— BEGIN —

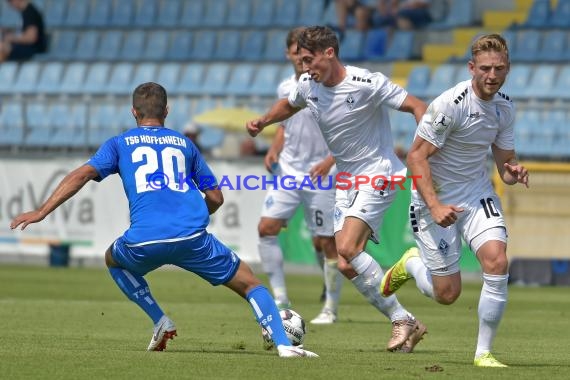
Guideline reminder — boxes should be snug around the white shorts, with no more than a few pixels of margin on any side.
[410,192,506,276]
[334,178,399,243]
[261,177,335,236]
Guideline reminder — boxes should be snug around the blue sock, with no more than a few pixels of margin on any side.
[246,285,291,346]
[108,268,164,324]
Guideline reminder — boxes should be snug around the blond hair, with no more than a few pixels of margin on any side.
[471,34,509,60]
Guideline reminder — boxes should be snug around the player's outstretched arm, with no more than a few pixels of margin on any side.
[491,144,529,188]
[10,165,99,230]
[245,99,300,137]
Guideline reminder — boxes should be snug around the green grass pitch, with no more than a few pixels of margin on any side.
[0,265,570,380]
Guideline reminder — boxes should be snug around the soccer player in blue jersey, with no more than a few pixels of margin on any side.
[10,82,318,357]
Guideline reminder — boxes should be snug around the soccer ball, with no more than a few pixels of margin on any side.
[261,309,307,349]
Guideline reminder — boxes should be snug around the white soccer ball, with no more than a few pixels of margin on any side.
[261,309,307,349]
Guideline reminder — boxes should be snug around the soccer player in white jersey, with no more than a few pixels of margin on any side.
[382,34,528,367]
[246,26,426,352]
[258,28,342,324]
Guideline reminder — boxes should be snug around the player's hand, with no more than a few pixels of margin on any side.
[245,119,263,137]
[503,162,528,188]
[10,211,45,230]
[430,204,463,227]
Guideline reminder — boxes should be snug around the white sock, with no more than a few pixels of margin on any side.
[350,251,410,322]
[475,273,509,357]
[406,257,434,298]
[323,258,343,313]
[259,236,289,304]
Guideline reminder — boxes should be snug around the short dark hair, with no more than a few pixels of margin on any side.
[133,82,167,119]
[297,26,339,57]
[285,26,306,48]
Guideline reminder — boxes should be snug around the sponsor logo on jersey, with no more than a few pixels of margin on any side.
[431,112,453,134]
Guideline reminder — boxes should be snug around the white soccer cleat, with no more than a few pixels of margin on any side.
[146,315,178,351]
[311,309,336,325]
[277,345,319,358]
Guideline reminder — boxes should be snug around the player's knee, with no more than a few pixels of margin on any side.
[257,220,281,237]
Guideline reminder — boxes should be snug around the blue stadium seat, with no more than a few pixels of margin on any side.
[339,29,364,62]
[201,63,230,96]
[96,30,123,61]
[63,0,89,28]
[0,61,19,94]
[86,0,113,28]
[83,62,111,95]
[74,29,100,61]
[128,62,156,94]
[514,108,541,157]
[200,0,228,27]
[42,0,69,28]
[524,65,558,99]
[134,0,158,28]
[156,62,180,93]
[190,30,217,61]
[156,0,182,28]
[382,30,414,61]
[552,65,570,101]
[363,28,388,61]
[226,0,252,28]
[213,29,241,61]
[523,0,550,28]
[226,63,255,96]
[406,64,431,98]
[548,0,570,30]
[59,62,87,94]
[166,30,193,61]
[238,30,265,62]
[501,64,532,99]
[0,100,24,146]
[258,29,288,62]
[250,64,281,97]
[511,30,542,62]
[425,63,457,98]
[251,0,276,28]
[428,0,475,30]
[106,62,135,95]
[537,30,570,63]
[13,61,42,95]
[109,0,135,28]
[272,0,300,28]
[24,101,51,147]
[296,0,325,26]
[36,62,64,95]
[37,30,77,61]
[180,0,204,28]
[118,29,147,61]
[142,30,170,61]
[175,63,209,95]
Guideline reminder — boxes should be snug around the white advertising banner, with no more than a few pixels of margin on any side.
[0,159,266,262]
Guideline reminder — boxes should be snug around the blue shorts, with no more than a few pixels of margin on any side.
[112,231,240,285]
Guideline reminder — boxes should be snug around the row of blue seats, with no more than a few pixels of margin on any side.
[450,29,570,63]
[37,28,414,62]
[0,97,232,149]
[0,61,293,97]
[514,0,570,29]
[407,63,570,102]
[0,0,326,28]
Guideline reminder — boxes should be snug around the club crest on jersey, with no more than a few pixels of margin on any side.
[345,94,356,111]
[431,112,453,134]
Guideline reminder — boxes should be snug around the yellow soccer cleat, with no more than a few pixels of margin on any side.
[473,352,508,368]
[380,247,420,297]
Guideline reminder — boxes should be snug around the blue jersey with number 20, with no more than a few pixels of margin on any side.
[87,126,217,244]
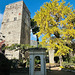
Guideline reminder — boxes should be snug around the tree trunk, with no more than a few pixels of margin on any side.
[59,56,63,66]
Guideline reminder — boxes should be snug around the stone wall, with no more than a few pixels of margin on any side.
[1,1,30,45]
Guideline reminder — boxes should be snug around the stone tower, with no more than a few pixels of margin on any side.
[1,1,30,45]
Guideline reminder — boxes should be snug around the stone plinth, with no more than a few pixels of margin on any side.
[29,48,46,75]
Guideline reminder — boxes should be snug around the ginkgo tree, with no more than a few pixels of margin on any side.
[34,0,75,65]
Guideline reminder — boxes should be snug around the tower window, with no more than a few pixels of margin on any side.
[7,19,9,22]
[14,17,17,21]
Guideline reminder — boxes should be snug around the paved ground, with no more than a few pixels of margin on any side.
[10,67,75,75]
[47,71,75,75]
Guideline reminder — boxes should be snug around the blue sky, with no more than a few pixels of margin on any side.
[0,0,75,41]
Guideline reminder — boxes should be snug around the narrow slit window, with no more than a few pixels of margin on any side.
[14,17,17,21]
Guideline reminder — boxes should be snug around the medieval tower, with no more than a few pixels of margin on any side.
[1,1,30,45]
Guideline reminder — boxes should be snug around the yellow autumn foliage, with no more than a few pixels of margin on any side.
[34,0,75,55]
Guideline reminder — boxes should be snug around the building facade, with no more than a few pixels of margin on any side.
[1,1,30,45]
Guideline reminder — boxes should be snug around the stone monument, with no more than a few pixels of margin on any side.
[1,1,30,45]
[29,48,46,75]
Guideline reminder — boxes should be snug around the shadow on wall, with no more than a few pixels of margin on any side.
[0,53,11,75]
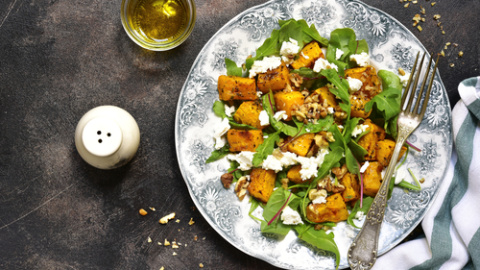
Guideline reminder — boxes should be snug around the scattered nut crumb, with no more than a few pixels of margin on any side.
[172,241,179,248]
[158,212,175,224]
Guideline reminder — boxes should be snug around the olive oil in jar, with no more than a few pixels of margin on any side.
[129,0,188,42]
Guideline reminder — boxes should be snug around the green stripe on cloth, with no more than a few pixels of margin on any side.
[468,220,480,267]
[412,110,478,270]
[467,99,480,119]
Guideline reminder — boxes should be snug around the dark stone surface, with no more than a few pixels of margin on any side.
[0,0,480,269]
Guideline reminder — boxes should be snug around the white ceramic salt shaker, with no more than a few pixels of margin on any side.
[75,105,140,169]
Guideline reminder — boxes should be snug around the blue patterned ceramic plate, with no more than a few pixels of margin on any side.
[175,0,452,269]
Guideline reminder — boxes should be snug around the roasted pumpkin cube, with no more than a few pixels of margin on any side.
[233,101,265,129]
[273,91,305,121]
[217,75,258,101]
[287,133,315,157]
[363,161,383,197]
[345,66,382,98]
[257,62,290,94]
[340,172,360,202]
[350,92,372,119]
[376,139,407,167]
[307,193,348,223]
[292,41,325,69]
[247,168,277,203]
[287,165,311,184]
[314,86,338,108]
[227,129,263,152]
[358,119,385,160]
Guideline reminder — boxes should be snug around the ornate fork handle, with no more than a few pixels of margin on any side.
[348,129,411,270]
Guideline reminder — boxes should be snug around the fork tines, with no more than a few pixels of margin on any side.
[400,52,439,118]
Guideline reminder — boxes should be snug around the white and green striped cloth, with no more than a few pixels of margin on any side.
[373,77,480,270]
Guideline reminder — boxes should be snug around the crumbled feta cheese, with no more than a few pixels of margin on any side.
[395,170,407,185]
[350,52,370,67]
[352,124,368,138]
[249,56,282,78]
[262,148,297,172]
[355,211,365,220]
[225,104,235,117]
[280,205,303,225]
[280,38,300,58]
[227,151,255,171]
[312,193,327,204]
[313,58,338,72]
[297,148,328,180]
[273,111,288,121]
[213,118,230,150]
[258,110,270,126]
[360,161,370,173]
[398,73,410,87]
[347,77,363,94]
[335,48,343,60]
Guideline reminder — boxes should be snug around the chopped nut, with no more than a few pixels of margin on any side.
[158,212,175,224]
[172,241,179,248]
[235,176,250,201]
[220,173,233,189]
[138,208,148,216]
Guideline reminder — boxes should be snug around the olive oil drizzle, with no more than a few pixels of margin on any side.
[132,0,187,42]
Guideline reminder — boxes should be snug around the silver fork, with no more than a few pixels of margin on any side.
[347,53,438,270]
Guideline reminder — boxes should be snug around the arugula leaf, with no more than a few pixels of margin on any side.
[295,224,340,269]
[252,131,280,167]
[248,197,262,222]
[212,100,228,119]
[205,143,230,163]
[347,197,373,229]
[225,57,243,77]
[246,19,328,71]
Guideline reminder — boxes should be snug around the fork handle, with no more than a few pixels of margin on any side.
[347,137,406,270]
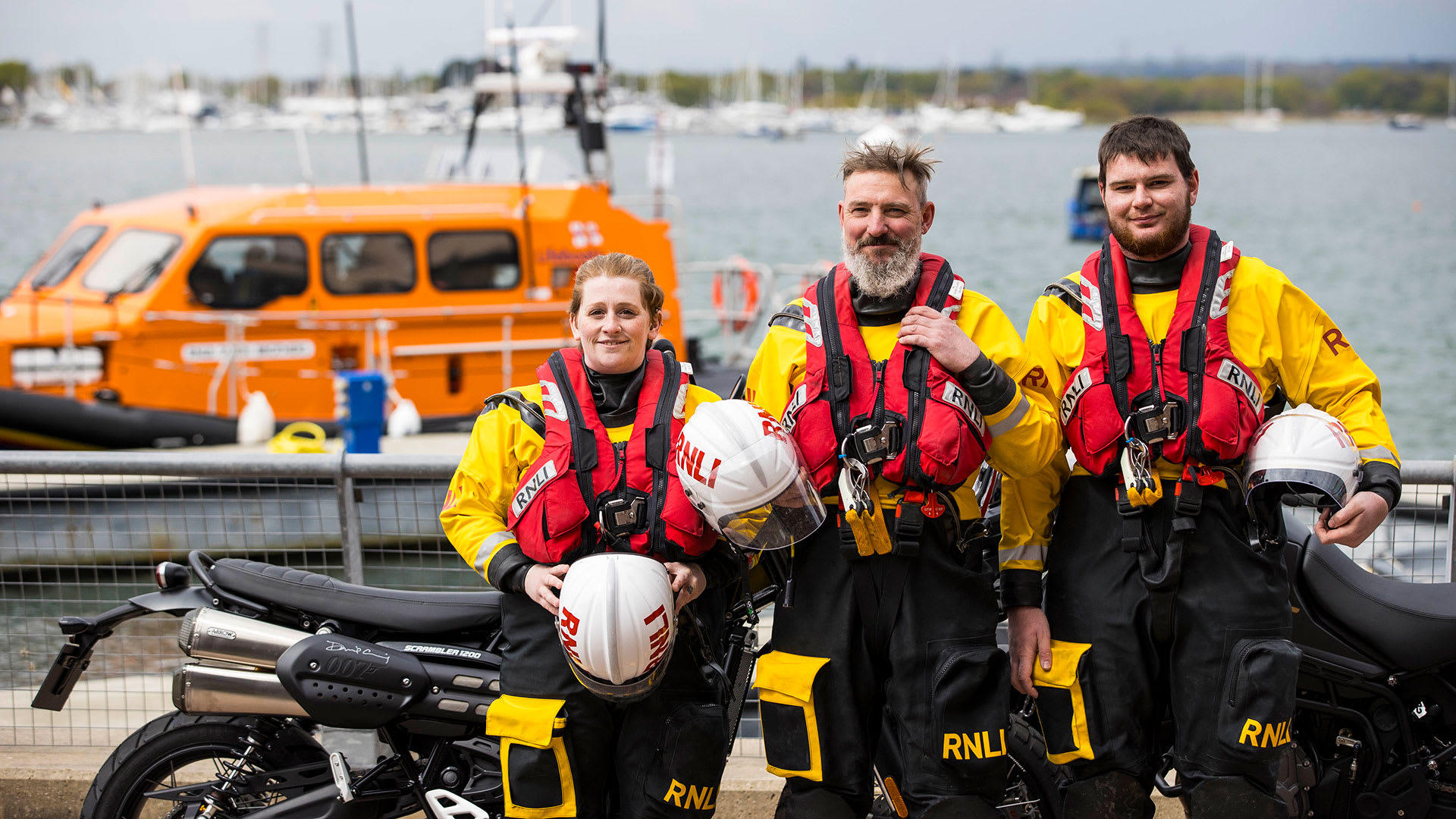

— END —

■ Task directions ■
Reproduce the entries verbatim, beginning at the line that contains "Guideline reminder — boxes should be snug around the shadow" and stopping after the line that contains "[175,0,452,269]". Omit the picture from your answer.

■ Correct answer ■
Guideline reminder — boxes should be snug around the shadow on wall, with no more than a few pixels of margin on any side.
[0,53,11,75]
Guideline reminder — boxes should be snug around the scattered nut crumb, with no more than a few pixels of margin on any side.
[172,241,179,248]
[158,212,175,224]
Guideline reminder — boxes should be snug around the olive oil in jar, with no more than a few pixels of margin on any side.
[129,0,188,42]
Guideline reminder — boxes should be snug around the green stripe on cloth, with no more than a few pixels of margin on any side.
[468,220,480,267]
[412,110,478,270]
[467,99,480,119]
Guideline reminder — boxes should be snug around the dark stone surface, with no more than a few pixels of margin on any side.
[0,0,480,269]
Guideline reminder — boxes should be snug around the white ceramic salt shaker, with no more than a few pixels of margin on any side.
[75,105,140,169]
Guideline reminder — boxes should be snug around the blue patterned ceramic plate, with no more than a few pixels of margin on any side.
[175,0,452,269]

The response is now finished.